Starting at the beginning of the records and ending at the line containing "positive clicks: (1, 882) (62, 476)", write those lines out again with "rough mask" renamed to "coarse mask" and everything else unchanged. Omit the pictures.

:: Source material

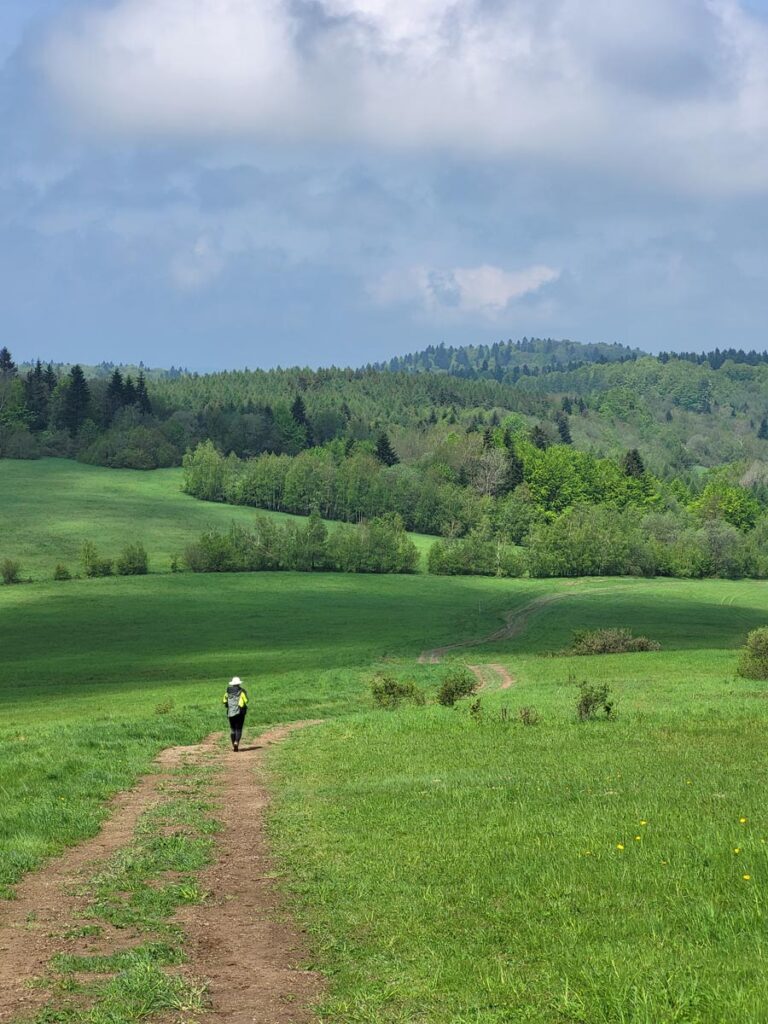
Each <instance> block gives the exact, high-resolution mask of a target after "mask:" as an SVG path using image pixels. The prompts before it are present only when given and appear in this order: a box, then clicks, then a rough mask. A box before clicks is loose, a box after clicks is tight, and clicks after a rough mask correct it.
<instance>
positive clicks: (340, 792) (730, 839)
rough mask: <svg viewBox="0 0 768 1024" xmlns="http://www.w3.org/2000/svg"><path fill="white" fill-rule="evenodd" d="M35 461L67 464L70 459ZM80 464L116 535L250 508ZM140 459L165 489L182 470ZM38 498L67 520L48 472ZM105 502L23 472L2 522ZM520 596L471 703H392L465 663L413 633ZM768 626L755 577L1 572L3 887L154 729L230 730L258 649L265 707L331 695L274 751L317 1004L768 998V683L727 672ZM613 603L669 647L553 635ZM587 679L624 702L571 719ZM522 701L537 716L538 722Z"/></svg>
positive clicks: (1, 882) (62, 476)
mask: <svg viewBox="0 0 768 1024" xmlns="http://www.w3.org/2000/svg"><path fill="white" fill-rule="evenodd" d="M18 465H24V464H18ZM42 466H43V473H42V476H41V477H38V478H37V479H38V480H40V479H43V480H45V481H46V483H50V481H51V480H52V479H53V475H55V473H56V472H58V466H59V464H54V465H53V466H52V467H50V464H42ZM6 467H7V464H1V463H0V473H5V471H6ZM24 468H25V469H26V470H27V471H29V472H32V473H34V472H35V471H38V470H39V469H40V464H36V465H34V466H33V467H29V466H26V467H24ZM71 469H72V472H73V473H74V474H75V477H77V478H80V479H83V480H84V479H85V475H86V474H90V473H91V472H94V473H96V474H97V475H99V479H100V480H101V481H102V482H100V483H99V486H100V487H102V497H101V500H100V501H101V505H102V513H99V518H100V519H101V526H100V527H99V528H103V529H104V530H105V532H104V535H103V536H104V541H103V547H104V549H105V550H106V549H108V548H109V547H110V542H109V538H110V537H115V538H116V539H117V537H118V534H119V532H120V530H121V529H128V528H129V527H130V524H131V521H132V519H133V518H134V517H139V516H140V517H145V518H146V520H147V522H148V523H150V525H151V526H152V530H153V536H154V537H155V538H156V539H157V540H156V542H155V546H156V549H157V550H160V549H161V547H162V544H161V542H162V538H163V537H165V539H166V540H165V542H162V543H164V544H165V545H166V547H165V549H164V550H165V551H166V552H167V553H170V552H171V551H173V549H174V545H175V544H176V543H177V541H176V540H174V537H180V536H181V534H182V532H184V530H180V527H179V525H178V520H177V518H176V517H175V516H174V514H173V513H172V512H171V511H170V509H171V507H173V506H174V505H175V503H178V507H179V508H180V507H182V506H183V507H187V506H188V507H189V508H191V509H194V510H195V511H194V513H193V514H194V515H198V514H200V513H202V514H203V515H204V518H206V520H207V521H209V522H210V521H211V520H210V516H211V515H218V514H221V515H223V516H224V517H231V515H232V514H236V515H237V514H238V513H239V512H243V514H245V515H251V514H252V513H249V512H248V511H247V510H237V509H222V508H219V507H216V506H207V505H202V504H200V503H196V502H194V501H193V500H191V499H185V498H184V497H183V496H180V495H179V494H178V493H177V492H176V490H175V486H174V487H169V488H168V490H167V492H163V494H162V496H161V497H158V498H157V500H153V498H152V495H151V494H148V493H145V494H144V495H143V497H142V498H141V499H140V501H139V498H136V496H135V493H134V499H135V501H136V502H137V503H138V504H137V505H134V506H133V510H132V511H126V509H125V508H123V507H122V498H120V497H119V495H118V496H117V497H116V495H115V494H113V498H112V499H110V498H109V497H106V495H108V492H109V488H110V487H112V486H115V487H118V488H120V487H122V486H123V485H124V484H123V482H122V481H123V480H127V479H128V478H129V476H132V475H133V474H128V476H126V475H125V474H123V473H122V472H120V473H113V472H111V471H105V470H95V471H91V470H90V469H89V468H88V467H74V468H71ZM65 472H66V471H65ZM81 473H82V474H84V475H83V476H82V477H80V475H79V474H81ZM51 474H53V475H51ZM101 474H104V475H101ZM5 479H7V477H5ZM61 479H63V476H62V477H61ZM93 479H94V480H95V477H93ZM169 479H170V478H169ZM141 481H142V482H141V484H140V485H141V486H147V487H152V486H158V487H160V489H161V490H162V489H163V488H162V486H161V481H162V475H159V474H156V475H150V474H146V475H145V476H144V475H143V474H141ZM147 481H148V482H147ZM29 486H30V492H29V496H30V497H32V498H34V493H33V492H34V486H33V484H32V483H30V485H29ZM125 486H126V487H127V490H126V501H127V502H130V500H131V498H130V495H131V493H132V489H131V487H130V486H129V485H128V484H125ZM39 490H40V487H39V486H38V496H39ZM93 493H94V484H92V483H89V484H88V487H87V488H86V497H87V495H90V496H91V497H90V498H87V501H93V502H96V505H94V506H92V507H91V509H92V510H93V509H94V508H96V507H97V506H98V501H97V499H95V498H93V497H92V496H93ZM14 500H15V501H18V500H19V499H18V494H17V493H16V498H15V499H14ZM39 501H40V507H41V509H44V507H45V503H46V502H49V510H48V513H47V515H49V516H52V515H53V513H52V511H51V510H52V509H53V508H55V507H56V499H55V496H54V497H51V498H50V499H49V498H48V497H45V498H39ZM67 501H69V502H70V503H71V504H70V505H69V506H67V504H66V503H67ZM85 501H86V498H83V500H82V501H78V500H77V498H76V496H75V495H74V494H73V496H71V498H69V499H66V498H65V497H63V496H62V498H61V507H62V508H65V509H66V512H65V519H66V521H65V522H63V523H58V522H57V521H56V520H55V518H51V519H50V521H46V514H45V513H44V512H43V511H40V513H39V515H40V521H39V522H38V524H37V526H35V524H34V523H32V524H31V525H30V524H29V523H20V522H18V521H16V520H17V519H18V518H20V516H19V513H18V512H17V511H16V512H11V511H9V510H10V508H11V504H10V501H9V499H8V495H7V493H6V488H5V487H3V489H2V497H1V498H0V502H2V503H4V511H3V524H4V526H7V525H8V523H10V525H9V530H10V532H11V534H12V535H13V536H14V537H15V538H20V537H22V536H23V531H24V530H25V529H29V531H30V532H29V537H28V541H27V543H28V545H29V550H30V551H31V552H32V551H33V550H34V548H35V544H36V540H35V538H36V536H37V532H38V531H39V530H43V528H44V527H45V528H46V529H47V531H48V532H47V534H46V536H48V537H58V538H61V537H65V536H66V535H67V530H68V529H69V527H68V526H67V523H68V522H70V521H78V522H81V523H84V522H85V523H87V522H88V521H90V519H91V518H94V519H95V517H96V513H95V512H93V511H92V510H91V512H83V511H82V505H83V502H85ZM141 502H143V503H144V505H143V508H144V509H145V511H141ZM86 504H87V502H86ZM16 508H17V507H16ZM160 508H162V509H164V510H166V511H164V512H163V513H162V514H161V512H160V511H158V509H160ZM153 510H154V511H153ZM199 510H200V512H199ZM166 512H167V515H166ZM7 517H10V520H9V519H8V518H7ZM33 519H34V516H33ZM121 522H122V526H119V525H118V524H119V523H121ZM153 524H154V525H153ZM203 524H204V523H202V521H201V523H199V524H198V525H196V526H195V527H194V529H195V530H198V529H199V528H202V525H203ZM174 530H180V532H177V534H174ZM77 534H78V528H74V527H73V529H72V535H71V536H72V537H73V538H75V537H76V536H77ZM89 536H93V534H92V532H91V534H90V535H89ZM94 539H95V540H98V535H96V536H95V537H94ZM79 540H80V538H79V537H77V540H73V544H75V546H76V547H77V545H78V544H79ZM145 543H147V547H150V548H151V550H152V548H153V542H152V541H151V540H150V539H148V538H147V539H145ZM3 553H5V552H4V551H3ZM45 557H47V556H45ZM51 560H54V558H51ZM55 560H58V556H57V555H56V556H55ZM41 564H42V562H41ZM543 598H544V599H547V600H548V603H545V602H541V603H539V604H537V605H531V602H534V601H538V600H539V599H543ZM513 609H517V610H518V612H520V615H521V617H520V622H521V628H520V630H519V632H517V633H516V635H514V636H512V638H511V639H507V640H499V641H496V642H494V643H489V644H487V645H485V646H482V647H477V648H466V649H465V650H461V651H456V652H454V653H452V654H451V655H450V656H449V660H452V659H453V660H457V659H459V660H461V659H465V660H467V662H468V663H470V664H478V663H499V664H502V665H504V666H506V667H507V668H508V670H509V671H510V672H511V673H512V674H514V676H515V678H516V683H515V686H514V688H513V689H511V690H507V691H504V692H489V693H485V694H483V695H482V696H481V701H480V706H481V710H480V714H479V716H470V715H469V714H468V710H467V708H466V706H465V707H461V708H459V709H457V710H451V709H443V708H439V707H436V706H434V705H433V703H432V705H430V706H428V707H426V708H418V709H411V710H402V711H397V712H392V713H387V712H376V711H373V710H372V709H371V702H370V698H369V695H368V683H369V680H370V678H371V675H372V673H373V672H374V671H376V670H386V671H388V672H391V673H392V674H394V675H395V676H397V677H398V678H401V679H413V680H414V681H416V682H417V683H418V684H419V685H420V686H422V687H423V688H424V689H425V691H426V692H428V693H431V692H432V691H433V689H434V687H435V686H436V684H437V682H438V681H439V679H440V678H441V677H442V675H443V673H444V668H443V667H441V666H431V665H419V664H418V663H417V657H418V654H419V652H420V651H421V650H423V649H424V648H429V647H436V646H438V645H439V644H446V643H450V642H452V641H457V640H461V639H468V638H472V637H480V636H483V635H487V634H489V633H492V632H493V631H494V630H496V629H498V627H499V626H500V625H501V624H502V622H503V614H504V612H506V611H510V610H513ZM767 622H768V589H767V588H766V585H765V584H762V583H756V582H740V583H737V582H718V581H706V582H695V583H693V582H683V581H642V580H591V581H525V580H519V581H496V580H472V579H438V578H429V577H411V578H397V577H379V578H375V579H374V578H361V577H351V575H319V574H280V573H275V574H250V575H248V574H244V575H216V577H195V575H188V574H180V575H174V574H165V575H151V577H147V578H138V579H110V580H98V581H73V582H72V583H69V584H52V583H38V584H36V585H35V586H29V587H0V651H2V656H1V657H0V797H1V798H2V799H0V884H2V885H3V886H4V887H6V890H8V891H9V889H8V887H11V886H12V884H13V883H14V882H15V881H16V880H17V879H18V878H19V877H20V876H22V874H23V873H24V871H26V870H28V869H30V868H31V867H34V866H35V865H38V864H39V863H40V862H41V860H42V859H43V858H45V857H46V856H47V855H49V854H51V853H52V852H54V851H56V850H58V849H60V848H61V847H62V846H63V845H68V844H72V843H75V842H77V841H78V840H79V839H81V838H82V837H84V836H86V835H90V834H93V833H94V831H95V829H96V828H97V826H98V823H99V821H100V820H101V818H102V816H103V813H104V801H105V800H106V799H108V797H109V796H110V795H111V794H113V793H115V792H117V791H119V790H121V788H124V787H125V786H127V785H128V784H129V783H130V782H131V781H132V780H133V779H134V778H135V777H136V775H137V774H138V773H140V772H142V771H144V770H146V768H147V766H148V765H150V763H151V760H152V758H153V756H154V755H155V753H156V752H157V751H158V750H160V749H161V748H163V746H165V745H169V744H172V743H178V742H189V741H195V740H197V739H199V738H200V737H202V736H204V735H206V734H208V733H209V732H211V731H213V730H215V729H218V728H220V727H221V724H222V722H221V717H220V716H221V713H220V710H219V707H218V700H219V699H220V693H221V691H222V689H223V684H224V683H225V681H226V680H227V678H228V677H229V676H230V675H231V674H232V673H238V674H239V675H241V676H242V677H243V678H244V679H245V680H246V682H247V683H248V684H249V686H250V689H251V694H252V711H251V715H250V718H249V728H250V731H252V732H253V731H255V730H257V729H260V728H261V727H262V726H265V725H267V724H270V723H273V722H278V721H288V720H292V719H297V718H309V717H323V718H327V719H329V721H328V722H327V723H326V724H325V725H323V726H321V727H318V728H315V729H312V730H307V731H305V732H303V733H299V734H296V735H295V736H294V737H293V738H291V739H290V740H289V741H287V742H286V743H285V744H284V745H282V746H279V748H274V749H273V751H272V752H271V755H270V764H271V769H272V771H273V774H274V780H275V788H276V802H275V804H274V806H273V810H272V813H271V815H270V831H271V835H272V837H273V841H274V845H275V849H276V850H278V852H279V855H280V858H281V862H282V864H283V865H284V867H285V870H286V885H287V887H288V889H289V891H290V893H291V894H292V899H293V901H294V905H295V907H296V912H297V913H298V915H299V916H300V918H301V920H302V921H303V922H304V923H305V924H306V926H307V928H308V929H309V932H310V935H311V936H312V940H313V945H314V956H315V963H316V964H317V965H318V966H319V968H321V969H322V970H323V971H325V972H326V973H327V975H328V978H329V990H328V995H327V997H326V1000H325V1005H324V1006H323V1008H322V1009H321V1011H319V1019H321V1020H323V1021H327V1022H329V1024H330V1022H331V1021H333V1022H334V1024H374V1022H376V1024H406V1022H409V1024H412V1022H418V1024H438V1022H439V1024H511V1022H536V1024H614V1022H618V1024H721V1022H726V1021H727V1022H730V1021H735V1020H738V1021H763V1020H768V971H766V967H767V966H768V965H767V964H766V942H765V939H766V911H767V909H768V908H767V907H766V893H768V888H767V887H768V811H766V805H765V792H766V784H767V783H768V768H767V763H766V758H765V748H766V734H768V699H766V697H768V686H766V685H765V684H763V683H759V682H755V681H750V680H744V679H741V678H739V677H738V676H736V674H735V666H736V657H737V648H738V646H739V645H740V644H741V643H742V642H743V638H744V635H745V633H746V632H748V631H749V630H750V629H752V628H754V627H756V626H759V625H765V624H766V623H767ZM598 626H626V627H630V628H631V629H632V630H633V631H634V632H635V633H636V634H639V633H644V634H646V635H648V636H650V637H651V638H653V639H655V640H657V641H659V643H660V644H662V646H663V649H662V650H660V651H658V652H654V653H644V654H631V655H610V656H598V657H572V656H560V655H557V652H558V651H561V650H562V649H564V648H565V647H566V646H567V643H568V639H569V636H570V633H571V631H572V630H573V629H577V628H584V627H588V628H589V627H598ZM553 655H556V656H553ZM581 679H587V680H590V681H592V682H605V683H607V684H608V685H609V686H610V687H611V690H612V692H613V693H614V695H615V697H616V699H617V716H616V718H615V720H613V721H602V722H592V723H578V722H577V720H575V714H574V705H575V694H577V687H575V682H577V681H578V680H581ZM521 706H532V707H535V708H536V709H537V710H538V712H539V714H540V716H541V721H540V724H539V725H537V726H530V727H525V726H523V725H522V724H520V723H519V721H518V720H517V709H518V708H519V707H521ZM505 708H506V710H507V719H506V721H505V720H504V719H503V715H502V711H503V709H505Z"/></svg>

::::

Result of the exercise:
Each <instance> block gives the exact, high-resolution mask of a target after "mask:" as an SVG path using image pixels. The prompts before it are present only when given and appear in this order: a box, then clicks, then a coarse mask. A box before clicks is loose, a box after clicks is tight, and clicks after a coarse mask correct it.
<instance>
positive clicks: (340, 792) (730, 839)
coarse mask: <svg viewBox="0 0 768 1024" xmlns="http://www.w3.org/2000/svg"><path fill="white" fill-rule="evenodd" d="M35 461L67 464L70 459ZM80 464L116 535L250 508ZM140 459L165 489L182 470ZM38 498L67 520L48 472ZM105 502L23 472L2 522ZM520 596L471 703H392L465 663L413 633ZM768 626L755 577L1 572L3 887L154 729L230 730L258 649L265 707L331 695L274 751L317 1004L768 998V683L727 672ZM613 603L669 647L553 635ZM587 679L624 702L571 719ZM522 701L537 716L538 722Z"/></svg>
positive clicks: (1, 882) (62, 476)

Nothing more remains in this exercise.